Copy all of the records, replacing every "Exercise" with "Item" and leaving the rest unchanged.

::: INFORMATION SHOWN

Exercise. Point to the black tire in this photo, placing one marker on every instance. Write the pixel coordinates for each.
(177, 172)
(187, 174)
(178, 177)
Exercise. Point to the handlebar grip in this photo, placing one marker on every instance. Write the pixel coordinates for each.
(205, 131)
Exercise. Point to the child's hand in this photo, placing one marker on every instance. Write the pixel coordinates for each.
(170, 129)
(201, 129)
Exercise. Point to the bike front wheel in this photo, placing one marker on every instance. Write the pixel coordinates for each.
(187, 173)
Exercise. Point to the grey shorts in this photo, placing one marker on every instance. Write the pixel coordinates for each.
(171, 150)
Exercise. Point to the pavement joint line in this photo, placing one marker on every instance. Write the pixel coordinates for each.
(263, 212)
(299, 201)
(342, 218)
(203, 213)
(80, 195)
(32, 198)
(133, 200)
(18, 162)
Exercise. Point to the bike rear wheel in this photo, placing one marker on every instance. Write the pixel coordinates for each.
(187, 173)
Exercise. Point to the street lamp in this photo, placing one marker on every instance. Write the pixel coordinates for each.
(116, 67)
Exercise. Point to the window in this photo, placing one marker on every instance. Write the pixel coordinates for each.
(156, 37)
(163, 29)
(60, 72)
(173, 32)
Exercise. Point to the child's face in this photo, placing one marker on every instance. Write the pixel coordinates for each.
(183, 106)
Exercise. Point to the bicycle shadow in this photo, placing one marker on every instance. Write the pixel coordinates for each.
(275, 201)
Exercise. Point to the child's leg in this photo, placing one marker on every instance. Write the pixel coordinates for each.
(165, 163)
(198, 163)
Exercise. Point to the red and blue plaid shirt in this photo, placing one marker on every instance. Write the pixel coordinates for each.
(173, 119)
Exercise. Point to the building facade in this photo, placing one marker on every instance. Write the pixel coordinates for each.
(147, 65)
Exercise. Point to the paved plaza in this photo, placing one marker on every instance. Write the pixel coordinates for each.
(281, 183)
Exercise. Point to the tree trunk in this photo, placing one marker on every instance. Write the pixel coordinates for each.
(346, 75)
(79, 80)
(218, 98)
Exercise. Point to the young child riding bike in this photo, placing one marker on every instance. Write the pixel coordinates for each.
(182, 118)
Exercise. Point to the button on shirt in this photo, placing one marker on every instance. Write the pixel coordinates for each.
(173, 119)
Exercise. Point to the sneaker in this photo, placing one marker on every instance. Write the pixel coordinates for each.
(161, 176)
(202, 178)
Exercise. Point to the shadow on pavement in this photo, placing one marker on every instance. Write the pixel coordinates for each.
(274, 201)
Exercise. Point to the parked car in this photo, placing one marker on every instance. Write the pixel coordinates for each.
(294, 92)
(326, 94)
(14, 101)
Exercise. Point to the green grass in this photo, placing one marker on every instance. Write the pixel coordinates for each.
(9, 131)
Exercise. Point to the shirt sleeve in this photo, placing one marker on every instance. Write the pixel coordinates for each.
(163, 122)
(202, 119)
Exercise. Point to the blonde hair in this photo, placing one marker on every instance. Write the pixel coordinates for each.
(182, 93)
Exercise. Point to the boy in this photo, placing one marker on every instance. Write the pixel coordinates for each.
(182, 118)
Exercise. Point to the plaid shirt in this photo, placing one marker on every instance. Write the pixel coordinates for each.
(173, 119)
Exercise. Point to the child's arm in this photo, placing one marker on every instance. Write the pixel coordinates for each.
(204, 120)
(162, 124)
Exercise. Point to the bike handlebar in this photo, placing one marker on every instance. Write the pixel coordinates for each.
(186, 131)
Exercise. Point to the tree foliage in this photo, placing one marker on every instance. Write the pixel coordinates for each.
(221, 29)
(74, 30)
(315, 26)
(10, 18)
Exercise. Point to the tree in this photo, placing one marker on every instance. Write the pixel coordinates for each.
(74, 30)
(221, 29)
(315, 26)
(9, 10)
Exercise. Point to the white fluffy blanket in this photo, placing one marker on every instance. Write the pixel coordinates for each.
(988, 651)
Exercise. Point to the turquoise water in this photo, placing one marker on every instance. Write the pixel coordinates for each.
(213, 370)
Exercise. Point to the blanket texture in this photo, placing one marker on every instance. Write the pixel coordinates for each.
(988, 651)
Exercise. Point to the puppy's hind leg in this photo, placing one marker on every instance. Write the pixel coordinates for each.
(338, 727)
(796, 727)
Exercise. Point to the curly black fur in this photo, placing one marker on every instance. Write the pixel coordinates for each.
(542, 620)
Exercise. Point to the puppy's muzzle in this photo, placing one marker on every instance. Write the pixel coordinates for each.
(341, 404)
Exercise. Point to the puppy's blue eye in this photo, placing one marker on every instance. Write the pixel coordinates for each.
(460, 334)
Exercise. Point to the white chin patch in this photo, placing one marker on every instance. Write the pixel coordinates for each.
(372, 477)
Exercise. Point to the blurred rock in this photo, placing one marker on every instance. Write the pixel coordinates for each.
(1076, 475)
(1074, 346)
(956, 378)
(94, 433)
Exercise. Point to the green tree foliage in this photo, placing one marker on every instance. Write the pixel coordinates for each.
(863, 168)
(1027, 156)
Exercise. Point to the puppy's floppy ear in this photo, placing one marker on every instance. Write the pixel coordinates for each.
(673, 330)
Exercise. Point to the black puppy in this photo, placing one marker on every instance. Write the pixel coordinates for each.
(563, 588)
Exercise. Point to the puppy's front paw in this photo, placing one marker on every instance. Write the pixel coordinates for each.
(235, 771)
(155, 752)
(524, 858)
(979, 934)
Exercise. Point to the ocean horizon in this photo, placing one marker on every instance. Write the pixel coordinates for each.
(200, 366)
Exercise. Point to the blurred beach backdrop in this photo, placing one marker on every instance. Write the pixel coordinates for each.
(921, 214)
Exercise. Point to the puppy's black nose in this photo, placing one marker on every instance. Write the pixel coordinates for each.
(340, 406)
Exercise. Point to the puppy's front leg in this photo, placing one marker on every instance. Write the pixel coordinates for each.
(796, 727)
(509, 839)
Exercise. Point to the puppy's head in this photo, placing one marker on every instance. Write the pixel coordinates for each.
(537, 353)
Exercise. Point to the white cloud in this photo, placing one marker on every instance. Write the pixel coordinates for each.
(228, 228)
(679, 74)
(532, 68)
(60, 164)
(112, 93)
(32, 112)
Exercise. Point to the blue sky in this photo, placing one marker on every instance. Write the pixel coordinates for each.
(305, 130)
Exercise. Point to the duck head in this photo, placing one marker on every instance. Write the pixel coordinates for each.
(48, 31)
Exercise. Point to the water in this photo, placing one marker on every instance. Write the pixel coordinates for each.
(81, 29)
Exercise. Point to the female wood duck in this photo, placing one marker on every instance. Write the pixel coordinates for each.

::::::

* [SOLUTION FOR THIS PROBLEM]
Item. Point to the black tire in this photo, placing one marker on every instance. Write the pixel coordinates for each.
(177, 172)
(187, 174)
(178, 177)
Item. Point to the handlebar grip in this photo, placing one marker on every instance. Write the pixel coordinates for each.
(205, 131)
Item. Point to the child's hand in this photo, placing one marker on every instance. Write the pixel coordinates for each.
(170, 129)
(201, 129)
Item. Point to the bike front wheel in this photo, placing one marker on every instance. Write the pixel coordinates for each.
(187, 173)
Item. Point to the grey shorts in this photo, placing one marker on every instance. Write the pixel coordinates for each.
(171, 150)
Item. Point to the pavement joint line in this photo, placing one marker on every instance. Write the pixel coordinates for each.
(263, 212)
(299, 201)
(342, 218)
(203, 213)
(80, 195)
(32, 198)
(133, 200)
(18, 162)
Item. Point to the bike rear wheel in this photo, placing one marker on every instance. Write the pixel coordinates for each.
(187, 173)
Item. Point to the street lamp in this photo, placing one marker on every instance. Write the pixel coordinates for each.
(116, 67)
Item. Point to the window in this photo, placing one marker on every instance. Write the pixel coordinates for each.
(156, 37)
(163, 29)
(60, 72)
(173, 32)
Item. Point to the child's face in this photo, placing one marker on every instance. Write the pixel coordinates for each.
(183, 106)
Item. Point to the bicycle shadow in this photo, placing one marker on every instance. Write the pixel coordinates for each.
(275, 201)
Item. Point to the child's leg in this photo, placing one marker on every instance. Write the pixel coordinates for each.
(165, 163)
(198, 163)
Item. Point to the red and blue plaid shirt in this photo, placing one marker on every instance. Write the pixel coordinates for each.
(173, 119)
Item. Point to the building facade in this photo, placing one marker on every instance. Write the pixel coordinates for each.
(147, 65)
Item. Point to the paved plaza in this photo, placing one marker on every instance. Write the pixel coordinates for each.
(281, 183)
Item. Point to the tree trunk in this photo, placing one marker on every instance. Write the pixel coordinates for each.
(346, 75)
(79, 80)
(218, 98)
Item. Point to the young child riding bike in this photo, placing one marker on every instance. Write the pixel coordinates for each.
(182, 118)
Item. Point to the button on shirt in this photo, placing one marker on every instance. Write the pixel coordinates for each.
(173, 119)
Item. Point to the sneaker in this photo, placing one marker on every instance. Write the pixel coordinates for each.
(161, 176)
(202, 178)
Item. Point to the shadow on pavement in this photo, placing one marker on every instance. Write the pixel coordinates for each.
(274, 201)
Item. Point to the parked car in this photo, placing one marker on every instance. Write the pixel coordinates for each.
(294, 92)
(326, 94)
(14, 101)
Item. Point to the green grass in this photo, placing one marker on every instance. Write the pixel coordinates for each.
(9, 131)
Item. Point to the shirt sleeve in this photo, placing one marker on every instance. Write the pixel coordinates for each.
(163, 122)
(202, 119)
Item. Point to the blonde hair in this photo, placing one marker on every instance. Write the pixel coordinates for each.
(182, 93)
Item. Point to the boy in this photo, placing one marker on every instance. Write the pixel coordinates for each.
(182, 118)
Item. Point to the plaid shirt in this photo, placing one marker on every instance. Write the pixel coordinates for each.
(173, 119)
Item. Point to the child's arm in this photo, placing one marker on every instance. Write the pixel coordinates for each.
(204, 120)
(162, 124)
Item. Point to the bike handlebar in this photo, placing one marker on every instance. Write the pixel coordinates for each.
(186, 131)
Item. Point to the tree foliage in this photo, placing one marker on every instance. Write the pixel coordinates for each.
(221, 29)
(74, 30)
(315, 26)
(10, 18)
Item. Point to the tree in this photo, placing one marker on every instance. Write the pixel coordinates for each.
(74, 30)
(221, 29)
(315, 26)
(9, 10)
Item. Point to the white fluffy blanket in this photo, placing one marker on every instance. Write the pixel coordinates for each.
(988, 651)
Item. Point to the turquoise water in this photo, placing one marker on every instance. Write the pixel coordinates for each.
(213, 370)
Item. Point to the blanket texture in this photo, placing one marker on every instance. Write the pixel coordinates for each.
(988, 651)
Item. Point to the puppy's hind leg in this photo, placing one marker on every instance. Write the pixel coordinates for each.
(338, 727)
(796, 727)
Item. Point to the curly black fur in this photo, placing one marker on every instance. Write the pixel coordinates for each.
(542, 620)
Item. Point to the puppy's muzzle in this photo, placing one marker on every instance. Write the pixel coordinates for each.
(341, 404)
Item. Point to the puppy's blue eye in this photo, placing one marker on every instance. Write the pixel coordinates for each.
(460, 334)
Item. Point to the white chin patch in this photo, placing one marker on every instance. Write the pixel coordinates for each.
(372, 477)
Item. Point to the blurred rock in this photo, placing one marker on every instance. Write the pixel coordinates for each.
(1076, 475)
(1074, 346)
(956, 378)
(94, 433)
Item. Point to the green tree foliage in this photo, placing one marker on every instance. Write the pixel coordinates for each.
(863, 168)
(1027, 156)
Item. Point to the puppy's floppy ear in this photo, placing one marker on every instance. Write the pixel coordinates for each.
(673, 330)
Item. Point to the black puppy in this photo, placing one marker on every instance. Write the pixel coordinates for each.
(563, 588)
Item. Point to the puppy's front paw in this photo, placing one marker on every instance. Write the pixel coordinates for each.
(235, 771)
(155, 752)
(524, 858)
(979, 934)
Item. Point to the ocean horizon in this photo, placing one marker on every instance. Write the pixel coordinates for each.
(200, 366)
Item. Point to the blurred beach backdrop in this photo, placing one marker on every instance. Write the pixel coordinates for each.
(921, 214)
Item. Point to the puppy's black nose in this photo, placing one marker on every instance. Write the pixel coordinates for each.
(340, 406)
Item. Point to the puppy's front leg in this photo, placing one marker on every instance. Write the pixel coordinates for each.
(796, 727)
(509, 839)
Item. Point to the puppy's head in this photo, placing one marker on every instance. Write the pixel coordinates for each.
(537, 353)
Item. Point to the white cloud in this photo, placing one marker on every instance. Write the pixel coordinates for each.
(228, 228)
(679, 74)
(532, 68)
(60, 164)
(112, 93)
(32, 112)
Item. Point to the blue sky in this photo, placing one marker on every instance. Write the pixel coordinates for each.
(305, 130)
Item. Point to the duck head in this photo, placing one marker on every instance. Write the pixel coordinates for each.
(48, 31)
Item. Point to the water in this photo, placing one marker on every instance. Write the pixel coordinates for each.
(81, 29)
Item. Point to the female wood duck in this photo, placing one marker on every instance. Write the pixel coordinates for each.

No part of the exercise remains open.